── Extract provided

CHARLES DICKENS AND EVANS,
CRYSTAL PALACE PRESS.
PREFACE TO THE THIRD EDITION.
This book, as I explained in the preface to its first edition,
published in 1876, is designed to serve and entertain those interested
in the transactions of the Theatre. I have not pretended to set forth
anew a formal and complete History of the Stage; it has rather been my
object to traverse by-paths connected with the subject--to collect and
record certain details and curiosities of histrionic life and
character, past and present, which have escaped or seemed unworthy the
notice of more ambitious and absolute chroniclers. At most I would
have these pages considered as but portions of the story of the
British Theatre whispered from the side-wings.
Necessarily, the work is derived from many sources, owes much to
previous labours, is the result of considerable searching here and
there, collation, and selection. I have endeavoured to make
acknowledgment, as opportunity occurred, of the authorities I stand
indebted to, for this fact or that story. I desire, however, to make
express mention of the frequent aid I have received from Mr. J. Payne
Collier's admirable "History of English Dramatic Poetry" (1831),
containing Annals of the Stage to the Restoration. Mr. Collier, having
enjoyed access to many public and private collections of the greatest
value, has much enriched the store of information concerning our
Dramatic Literature amassed by Malone, Stevens, Reed, and Chalmers.
Referring to numberless published and unpublished papers, to sources
both familiar and rare, Mr. Collier has been enabled, moreover, to
increase in an important degree our knowledge of the Elizabethan
Theatre, its manners and customs, ways and means. I feel that I owe
to his archaeological studies many apt quotations and illustrative
passages I could scarcely have supplied from my own unassisted
resources.

────
── Information given

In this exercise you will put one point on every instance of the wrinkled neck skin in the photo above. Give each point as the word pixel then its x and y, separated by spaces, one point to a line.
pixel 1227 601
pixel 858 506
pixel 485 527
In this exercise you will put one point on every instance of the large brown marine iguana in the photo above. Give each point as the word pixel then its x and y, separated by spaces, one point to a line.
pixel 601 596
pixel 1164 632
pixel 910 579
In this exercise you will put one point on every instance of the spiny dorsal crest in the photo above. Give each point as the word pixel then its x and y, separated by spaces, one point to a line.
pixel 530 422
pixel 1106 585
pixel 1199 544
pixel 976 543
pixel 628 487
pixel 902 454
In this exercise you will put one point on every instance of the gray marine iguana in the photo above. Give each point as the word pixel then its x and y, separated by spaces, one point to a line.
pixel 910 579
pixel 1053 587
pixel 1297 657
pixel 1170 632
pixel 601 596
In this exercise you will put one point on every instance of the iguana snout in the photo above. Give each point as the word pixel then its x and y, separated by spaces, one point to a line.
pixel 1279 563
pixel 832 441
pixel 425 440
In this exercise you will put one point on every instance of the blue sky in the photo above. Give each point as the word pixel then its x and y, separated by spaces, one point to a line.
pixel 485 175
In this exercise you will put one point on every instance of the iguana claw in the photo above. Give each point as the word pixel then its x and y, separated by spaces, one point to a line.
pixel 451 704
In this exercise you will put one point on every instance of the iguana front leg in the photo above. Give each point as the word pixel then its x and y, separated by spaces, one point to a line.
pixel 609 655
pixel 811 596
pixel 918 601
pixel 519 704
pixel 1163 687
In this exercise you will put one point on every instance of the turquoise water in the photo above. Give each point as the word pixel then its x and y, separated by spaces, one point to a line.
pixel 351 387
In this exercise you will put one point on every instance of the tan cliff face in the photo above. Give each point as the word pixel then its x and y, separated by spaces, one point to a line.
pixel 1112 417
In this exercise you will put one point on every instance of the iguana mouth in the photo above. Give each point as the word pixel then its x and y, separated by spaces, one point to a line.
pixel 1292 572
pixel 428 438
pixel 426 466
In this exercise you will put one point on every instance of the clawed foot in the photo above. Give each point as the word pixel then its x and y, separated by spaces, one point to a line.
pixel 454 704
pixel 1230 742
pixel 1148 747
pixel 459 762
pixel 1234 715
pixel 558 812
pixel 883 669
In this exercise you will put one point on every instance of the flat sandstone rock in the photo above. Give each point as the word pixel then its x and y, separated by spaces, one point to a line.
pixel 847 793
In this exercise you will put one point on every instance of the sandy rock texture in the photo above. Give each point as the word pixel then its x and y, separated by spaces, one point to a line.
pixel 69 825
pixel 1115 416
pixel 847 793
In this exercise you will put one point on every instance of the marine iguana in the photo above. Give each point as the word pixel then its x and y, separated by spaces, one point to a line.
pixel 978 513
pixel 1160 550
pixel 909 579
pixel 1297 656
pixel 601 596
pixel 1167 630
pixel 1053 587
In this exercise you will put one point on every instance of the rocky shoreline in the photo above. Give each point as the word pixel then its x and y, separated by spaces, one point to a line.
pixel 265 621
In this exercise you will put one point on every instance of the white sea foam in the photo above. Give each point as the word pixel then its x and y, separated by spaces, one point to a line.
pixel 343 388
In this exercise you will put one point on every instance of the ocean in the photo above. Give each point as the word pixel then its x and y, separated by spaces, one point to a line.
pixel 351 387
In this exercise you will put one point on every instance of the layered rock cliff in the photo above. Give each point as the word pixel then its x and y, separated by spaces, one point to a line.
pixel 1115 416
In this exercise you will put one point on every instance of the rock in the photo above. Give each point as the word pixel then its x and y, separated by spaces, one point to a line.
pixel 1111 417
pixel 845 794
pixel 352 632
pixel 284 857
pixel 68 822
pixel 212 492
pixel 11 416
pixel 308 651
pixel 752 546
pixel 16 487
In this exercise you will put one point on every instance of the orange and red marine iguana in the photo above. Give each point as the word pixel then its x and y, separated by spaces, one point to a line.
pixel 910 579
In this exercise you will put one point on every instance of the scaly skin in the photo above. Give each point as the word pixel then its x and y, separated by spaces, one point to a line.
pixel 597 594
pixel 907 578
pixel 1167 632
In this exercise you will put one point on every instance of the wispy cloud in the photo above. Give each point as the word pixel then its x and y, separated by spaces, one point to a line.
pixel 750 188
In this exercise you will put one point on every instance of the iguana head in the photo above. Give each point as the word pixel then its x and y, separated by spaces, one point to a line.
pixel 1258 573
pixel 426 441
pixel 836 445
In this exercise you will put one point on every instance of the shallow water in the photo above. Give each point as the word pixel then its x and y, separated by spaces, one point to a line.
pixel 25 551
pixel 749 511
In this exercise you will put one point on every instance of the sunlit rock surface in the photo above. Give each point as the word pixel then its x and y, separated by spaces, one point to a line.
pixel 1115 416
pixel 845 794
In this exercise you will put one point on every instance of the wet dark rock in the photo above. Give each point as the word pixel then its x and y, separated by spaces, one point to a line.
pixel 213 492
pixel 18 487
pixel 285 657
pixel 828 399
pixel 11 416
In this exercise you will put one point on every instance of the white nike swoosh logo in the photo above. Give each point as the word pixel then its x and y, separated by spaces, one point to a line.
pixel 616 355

────

What the exercise asks.
Write out the passage of the preface on the theater word for word, from "Necessarily, the work" to "Reed, and Chalmers.". The records play no part in what is asked here.

Solved exercise.
Necessarily, the work is derived from many sources, owes much to
previous labours, is the result of considerable searching here and
there, collation, and selection. I have endeavoured to make
acknowledgment, as opportunity occurred, of the authorities I stand
indebted to, for this fact or that story. I desire, however, to make
express mention of the frequent aid I have received from Mr. J. Payne
Collier's admirable "History of English Dramatic Poetry" (1831),
containing Annals of the Stage to the Restoration. Mr. Collier, having
enjoyed access to many public and private collections of the greatest
value, has much enriched the store of information concerning our
Dramatic Literature amassed by Malone, Stevens, Reed, and Chalmers.